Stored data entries
------------------------------------------------------------

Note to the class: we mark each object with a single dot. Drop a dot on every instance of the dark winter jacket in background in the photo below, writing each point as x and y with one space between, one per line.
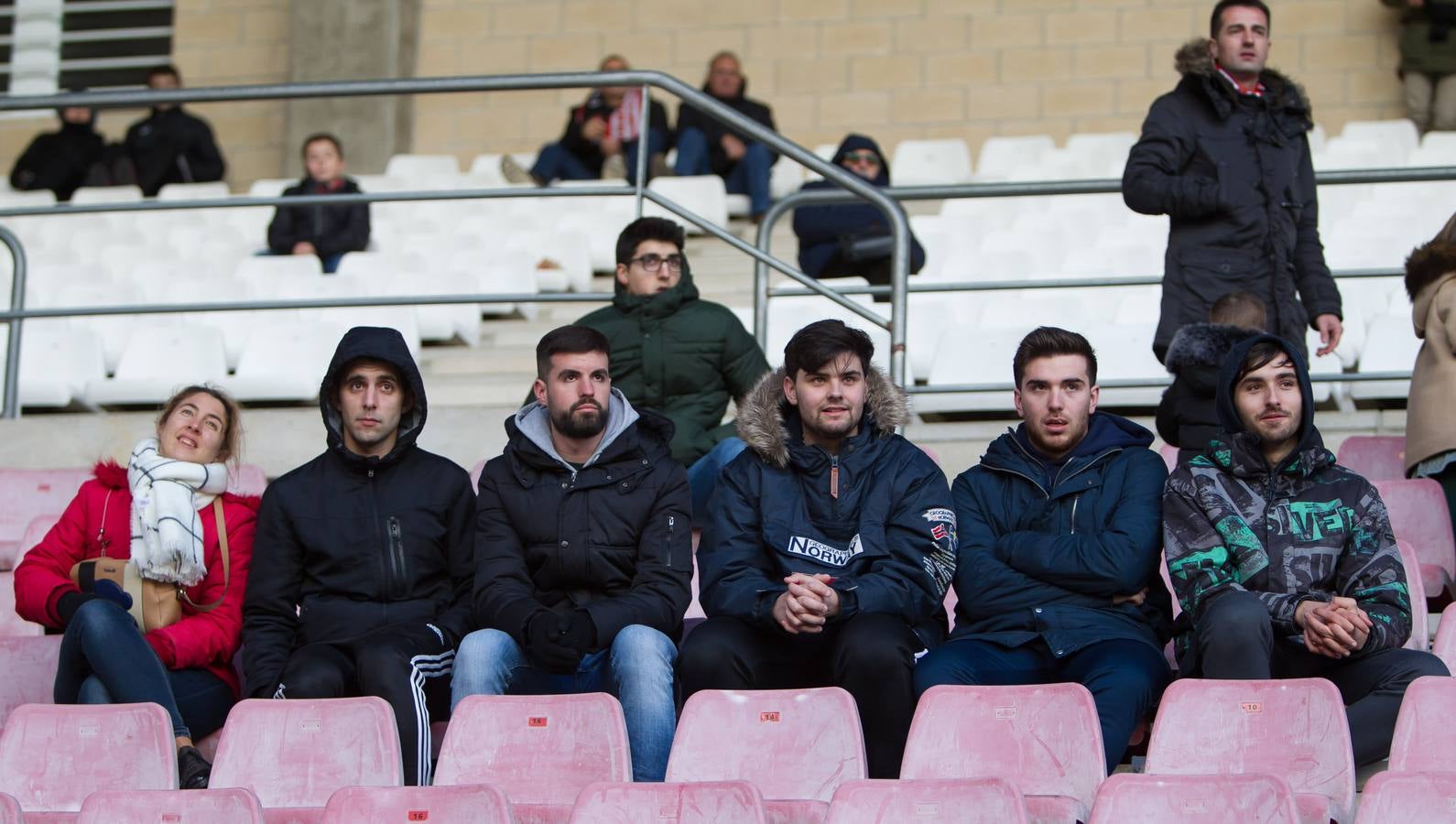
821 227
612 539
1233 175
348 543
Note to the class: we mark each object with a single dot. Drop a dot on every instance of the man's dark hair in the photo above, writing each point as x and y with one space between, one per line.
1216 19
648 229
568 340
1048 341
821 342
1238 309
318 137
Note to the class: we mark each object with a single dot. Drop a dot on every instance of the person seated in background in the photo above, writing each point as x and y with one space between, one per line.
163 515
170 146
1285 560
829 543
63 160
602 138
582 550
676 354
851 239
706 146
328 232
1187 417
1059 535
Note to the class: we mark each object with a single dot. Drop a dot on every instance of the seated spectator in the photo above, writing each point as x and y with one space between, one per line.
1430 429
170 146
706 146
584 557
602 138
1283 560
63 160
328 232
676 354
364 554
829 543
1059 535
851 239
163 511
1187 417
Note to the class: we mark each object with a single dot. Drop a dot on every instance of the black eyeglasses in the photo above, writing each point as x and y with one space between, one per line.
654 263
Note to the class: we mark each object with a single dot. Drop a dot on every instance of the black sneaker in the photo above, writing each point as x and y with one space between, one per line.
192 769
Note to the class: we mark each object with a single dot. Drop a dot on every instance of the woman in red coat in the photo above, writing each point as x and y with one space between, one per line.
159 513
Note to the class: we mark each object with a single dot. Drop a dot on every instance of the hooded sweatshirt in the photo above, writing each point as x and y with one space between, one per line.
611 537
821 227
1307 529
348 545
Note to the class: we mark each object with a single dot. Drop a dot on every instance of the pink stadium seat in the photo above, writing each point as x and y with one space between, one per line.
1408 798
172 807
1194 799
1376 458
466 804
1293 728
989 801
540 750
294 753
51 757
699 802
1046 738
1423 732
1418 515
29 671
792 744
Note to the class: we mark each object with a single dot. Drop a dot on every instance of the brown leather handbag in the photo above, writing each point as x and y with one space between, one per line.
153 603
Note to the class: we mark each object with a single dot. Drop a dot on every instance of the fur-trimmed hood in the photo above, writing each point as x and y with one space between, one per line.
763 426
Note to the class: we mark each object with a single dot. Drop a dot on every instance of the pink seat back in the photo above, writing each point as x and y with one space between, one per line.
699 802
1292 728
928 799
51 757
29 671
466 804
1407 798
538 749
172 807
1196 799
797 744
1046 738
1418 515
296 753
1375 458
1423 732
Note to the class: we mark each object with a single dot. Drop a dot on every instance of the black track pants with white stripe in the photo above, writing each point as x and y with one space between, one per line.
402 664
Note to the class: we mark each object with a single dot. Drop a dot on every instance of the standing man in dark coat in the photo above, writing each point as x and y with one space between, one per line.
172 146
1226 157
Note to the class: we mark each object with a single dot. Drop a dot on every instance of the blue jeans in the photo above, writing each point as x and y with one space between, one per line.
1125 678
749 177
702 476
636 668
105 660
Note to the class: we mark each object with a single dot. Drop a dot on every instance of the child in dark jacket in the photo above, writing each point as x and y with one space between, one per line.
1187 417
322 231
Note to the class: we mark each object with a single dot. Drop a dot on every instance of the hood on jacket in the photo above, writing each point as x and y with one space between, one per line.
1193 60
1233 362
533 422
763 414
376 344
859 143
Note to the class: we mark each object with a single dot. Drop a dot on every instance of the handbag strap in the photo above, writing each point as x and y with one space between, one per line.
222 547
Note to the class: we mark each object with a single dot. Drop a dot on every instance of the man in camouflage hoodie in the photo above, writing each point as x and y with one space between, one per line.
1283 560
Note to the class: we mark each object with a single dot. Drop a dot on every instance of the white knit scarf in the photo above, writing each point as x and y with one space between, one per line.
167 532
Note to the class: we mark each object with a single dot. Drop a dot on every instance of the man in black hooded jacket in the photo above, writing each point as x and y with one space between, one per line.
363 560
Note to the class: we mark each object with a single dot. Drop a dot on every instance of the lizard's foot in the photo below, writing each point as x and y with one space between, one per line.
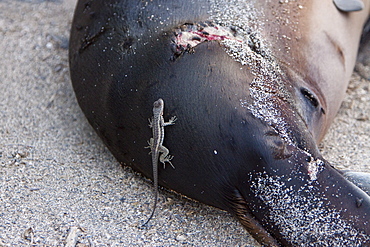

------------------------------------------------------------

**EXERCISE DESCRIPTION**
Could you transcribe every entry exactly, leaving out the pictures?

**EXPECTED OUTPUT**
Note to the class: we mark each object with a single dot. Drop a dot on every instance of the dark winter jacket in background in the photo below, writing each point as x and y with one space between, one per line.
821 227
612 539
1233 175
348 543
Note to the class: we mark each object with a single dot. Drop a dot on every instance of the man's dark hair in the photo above, writing each point as x and y with one space between, one per line.
1216 19
648 229
568 340
1048 341
821 342
1238 309
318 137
Note to the class: we mark each object with a single dot. Drop a dot on every instance of the person seated in background in the photo above, writing each point as x and y with one space between, one per line.
163 515
170 146
1285 560
829 543
63 160
602 138
582 550
676 354
851 239
706 146
328 232
1187 417
1059 535
Note to the class: we mark each object with a single dot. Drop a dot on every instance of the seated spectator in the photo above, writing each point as x and y with one space between, one per line.
1430 429
170 146
706 146
584 557
602 138
1283 560
63 160
328 232
676 354
364 554
829 543
1059 535
851 239
163 511
1187 417
Note to the class: we mark each object with a single dot. Drop a dot on every instance of the black eyeglasses in the photo above, writing each point as x and y with one space between, one per line.
654 263
Note to the class: we mark each object with a single dot. Drop a dot on every instance of the black sneaker in the photo above, writing each point as x and y with one space between, one per line.
192 769
Note to the class: we mark each object with a single dot. Drop a dot on every instance of the woman in red coat in the photo above, writing each point as x and y with one space between, one per line.
159 513
Note to the class: we mark each object with a single dot. Drop a dot on every instance of the hooded sweatshirt in the photo above, writing each point as x and y with one space between, one per line.
611 537
821 227
1307 529
348 545
Note to the class: we mark each object with a single dot. Drop a dot on every instance of the pink stadium seat in the photo above, writing each point as x and y with one space between, one per line.
1408 798
172 807
1194 799
1376 458
466 804
1293 728
989 801
540 750
294 753
51 757
699 802
1046 738
1423 732
1418 515
29 671
792 744
Note to the class: we mark each object with a single dot. Drop a dot on every instance of the brown leather handbag in the photo above, writing each point as x and y with one space between, one per line.
153 603
Note to the class: we mark each object with a single dot. Drop a dot on every instance of the fur-trimmed hood in the photo above, writing each point as x and y with one space between, one per line.
763 426
Note to the class: we mark each object with a single dot. Drop a dot on every instance of the pink seat back in the photo above, writing each point as x and y with one space between, one per line.
699 802
1292 728
928 799
51 757
29 671
466 804
1407 798
538 749
172 807
1196 799
797 744
1046 738
1418 515
296 753
1375 458
1423 732
Note to the class: we mark each object with a single dot. Drop a dot on every instance of the black track pants with white stripe in the photo above, writing each point as x and y with one space between, one per line.
402 664
Note to the class: we mark each object with a single dot. Drop a dot on every instance of the standing man in dark coat in the photo above, writing each point as x and y with one space between, one per line.
172 146
1226 157
Note to the class: we mark each object with a single dot. Drop a dot on every instance of the blue jeans in the photo above, writing each point as x and y with one space between, one per line.
1125 678
749 177
702 476
636 668
105 660
Note to the class: we mark each object with a single dot. Drop a dot on every instance of the child in dark jacket in the photo above, writing each point as x and y with one space between, one per line.
1187 417
322 231
Note to the class: we mark each object with a single dot. Drop a dot on every instance of the hood on jacket in the photo above, writing each point as x and y with one space between, one per line.
1193 60
1233 362
533 422
763 414
376 344
859 143
Note to the class: we mark each object with a single dot. Drop a dot on every instance of the handbag strap in the photo above, writing each point as x and y with one space between, one per line.
222 547
Note to the class: we mark each object with a single dot. Drop a dot on every instance of the man in camouflage hoodie in the photo above, writing each point as x and y with one space between, one per line.
1283 560
Note to the class: we mark each object with a single dot. Drop a dot on every instance of the white knit scarf in the photo above, writing each point as x and y with one space between, one per line.
167 532
Note to the class: we mark each object with a single dot. Drop a dot on every instance of the man in black hooded jacket in the photo above, writing each point as x and y with one space between, one per line.
363 560
Note to the class: we mark each object with a single dot. Drop a dot on every instance of the lizard's foot in the photo below, writing each point as x and y with one space between, one per line.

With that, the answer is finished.